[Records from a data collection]

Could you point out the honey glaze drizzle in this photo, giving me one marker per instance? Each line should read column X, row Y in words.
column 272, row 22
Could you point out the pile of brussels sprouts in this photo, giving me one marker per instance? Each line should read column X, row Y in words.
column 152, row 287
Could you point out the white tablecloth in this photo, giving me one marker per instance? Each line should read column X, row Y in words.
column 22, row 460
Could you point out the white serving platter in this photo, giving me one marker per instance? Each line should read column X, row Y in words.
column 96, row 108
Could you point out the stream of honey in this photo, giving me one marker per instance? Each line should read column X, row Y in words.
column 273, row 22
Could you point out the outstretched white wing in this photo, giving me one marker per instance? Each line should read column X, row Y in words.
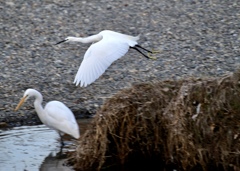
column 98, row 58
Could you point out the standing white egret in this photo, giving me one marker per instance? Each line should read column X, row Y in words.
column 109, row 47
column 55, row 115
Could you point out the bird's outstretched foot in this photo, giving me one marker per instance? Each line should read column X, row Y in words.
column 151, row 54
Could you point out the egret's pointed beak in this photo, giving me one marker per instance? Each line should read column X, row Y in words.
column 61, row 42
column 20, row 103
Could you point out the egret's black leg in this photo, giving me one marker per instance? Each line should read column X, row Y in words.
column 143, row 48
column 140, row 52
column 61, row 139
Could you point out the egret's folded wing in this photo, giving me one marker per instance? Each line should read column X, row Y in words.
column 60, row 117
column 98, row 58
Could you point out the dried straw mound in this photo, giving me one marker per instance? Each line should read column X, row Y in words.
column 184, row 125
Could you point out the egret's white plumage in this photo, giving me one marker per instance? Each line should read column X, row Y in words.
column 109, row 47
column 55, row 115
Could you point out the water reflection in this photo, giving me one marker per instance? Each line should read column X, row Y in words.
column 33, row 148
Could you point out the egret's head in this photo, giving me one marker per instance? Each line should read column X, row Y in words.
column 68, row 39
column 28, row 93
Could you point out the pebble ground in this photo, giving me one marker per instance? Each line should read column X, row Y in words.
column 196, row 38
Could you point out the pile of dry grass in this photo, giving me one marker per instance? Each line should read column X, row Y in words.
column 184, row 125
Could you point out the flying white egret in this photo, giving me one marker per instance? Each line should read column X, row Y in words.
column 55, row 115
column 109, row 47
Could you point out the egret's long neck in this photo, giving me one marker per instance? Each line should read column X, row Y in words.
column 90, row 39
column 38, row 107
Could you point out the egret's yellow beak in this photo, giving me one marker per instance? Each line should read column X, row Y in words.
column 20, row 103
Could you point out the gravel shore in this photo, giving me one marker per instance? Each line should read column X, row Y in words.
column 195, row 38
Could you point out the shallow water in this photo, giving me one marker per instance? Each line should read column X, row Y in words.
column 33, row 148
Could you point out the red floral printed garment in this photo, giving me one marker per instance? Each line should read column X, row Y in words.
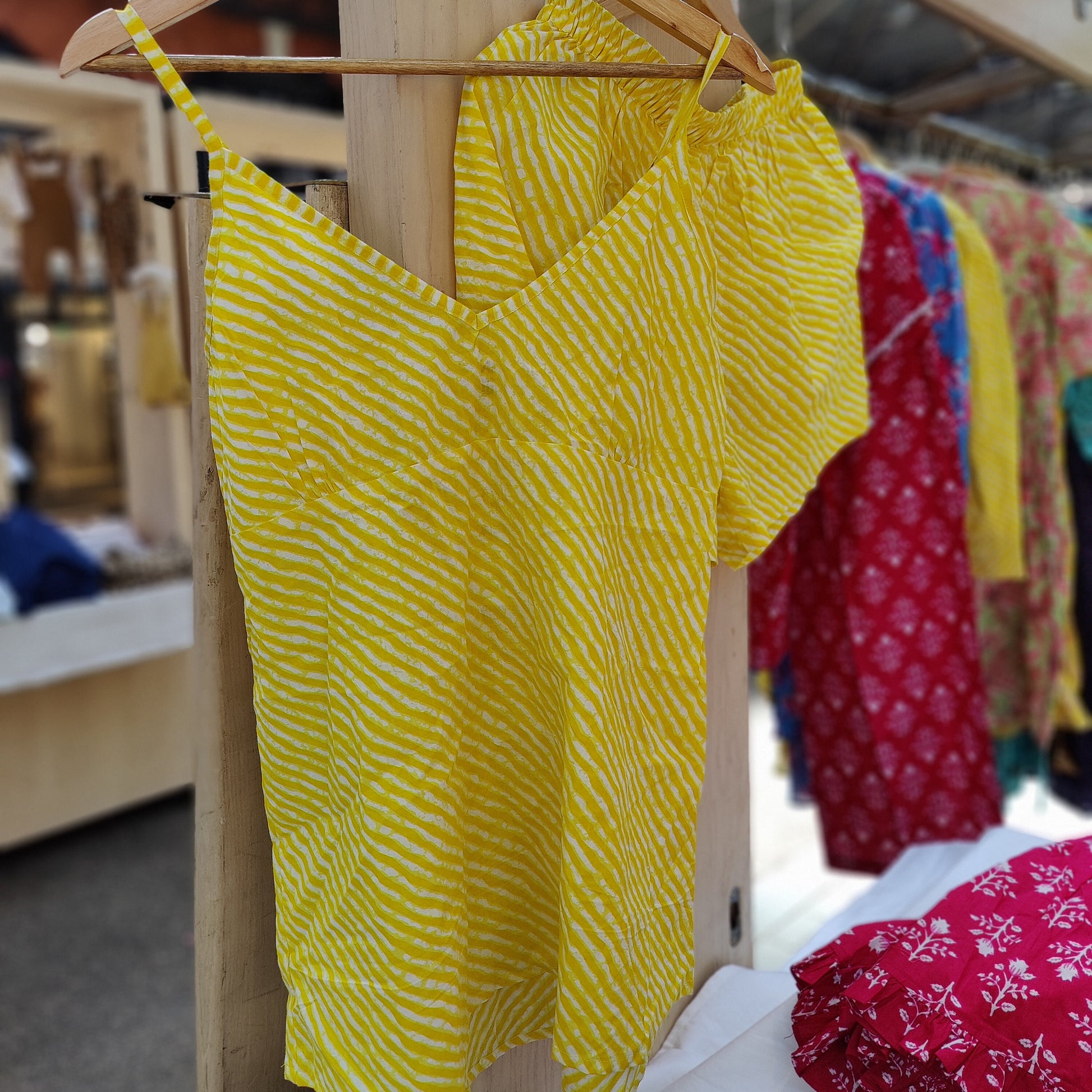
--
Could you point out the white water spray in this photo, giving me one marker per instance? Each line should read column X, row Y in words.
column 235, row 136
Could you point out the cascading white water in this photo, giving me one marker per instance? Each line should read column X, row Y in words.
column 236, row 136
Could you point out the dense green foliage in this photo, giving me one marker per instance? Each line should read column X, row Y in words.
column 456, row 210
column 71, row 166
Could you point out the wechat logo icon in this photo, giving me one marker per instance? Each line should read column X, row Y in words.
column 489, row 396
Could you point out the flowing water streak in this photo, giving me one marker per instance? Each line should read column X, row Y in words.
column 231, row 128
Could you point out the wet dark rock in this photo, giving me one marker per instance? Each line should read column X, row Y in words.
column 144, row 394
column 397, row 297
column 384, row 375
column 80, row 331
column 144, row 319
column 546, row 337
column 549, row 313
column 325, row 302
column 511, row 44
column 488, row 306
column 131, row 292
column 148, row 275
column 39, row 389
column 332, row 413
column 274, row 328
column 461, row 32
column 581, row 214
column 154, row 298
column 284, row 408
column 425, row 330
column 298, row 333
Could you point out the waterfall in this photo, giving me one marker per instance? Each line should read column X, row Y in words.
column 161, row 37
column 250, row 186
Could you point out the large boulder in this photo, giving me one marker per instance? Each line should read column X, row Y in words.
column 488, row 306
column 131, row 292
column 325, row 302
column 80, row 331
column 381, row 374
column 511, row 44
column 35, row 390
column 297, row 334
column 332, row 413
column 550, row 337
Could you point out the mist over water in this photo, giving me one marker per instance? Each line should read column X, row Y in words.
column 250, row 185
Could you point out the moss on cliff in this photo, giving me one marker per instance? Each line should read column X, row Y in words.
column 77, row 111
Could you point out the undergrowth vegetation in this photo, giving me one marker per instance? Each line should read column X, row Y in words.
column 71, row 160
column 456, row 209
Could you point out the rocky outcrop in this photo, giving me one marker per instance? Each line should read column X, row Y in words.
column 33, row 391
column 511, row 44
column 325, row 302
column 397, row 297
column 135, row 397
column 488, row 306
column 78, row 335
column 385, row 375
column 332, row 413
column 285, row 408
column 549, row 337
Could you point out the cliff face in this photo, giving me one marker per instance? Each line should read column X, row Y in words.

* **EXERCISE OBJECTIVE**: Beginning at the line with "Could you point out the pile of dry" and stopping after the line with "Could you point out the red", please write out every line of the data above exactly and nothing else.

* **ANSWER SPACE**:
Could you point out the pile of dry grass in this photo, giving me one marker per instance? Each line should read column X, row Y in words.
column 184, row 125
Could you point out the flying white egret in this photo, giving me one marker per instance? Each line should read column X, row Y in words.
column 55, row 115
column 109, row 47
Could you point out the egret's long neck in this photo, giving me one marker per instance? Each line should read column X, row Y in words.
column 90, row 39
column 38, row 107
Could you point out the egret's yellow beak in this photo, giving me one marker per instance? Each line should read column X, row Y in words.
column 20, row 103
Could you point out the gravel shore in this photo, giving me one marker per instance? Each line should read column X, row Y in words.
column 195, row 38
Could you point out the shallow water in this photo, giving me one marker per instance? Each line should read column X, row Y in words.
column 33, row 148
Could you point out the red floral printed garment in this photo, giving me one marker per instance? Each line should read column X, row Y in words.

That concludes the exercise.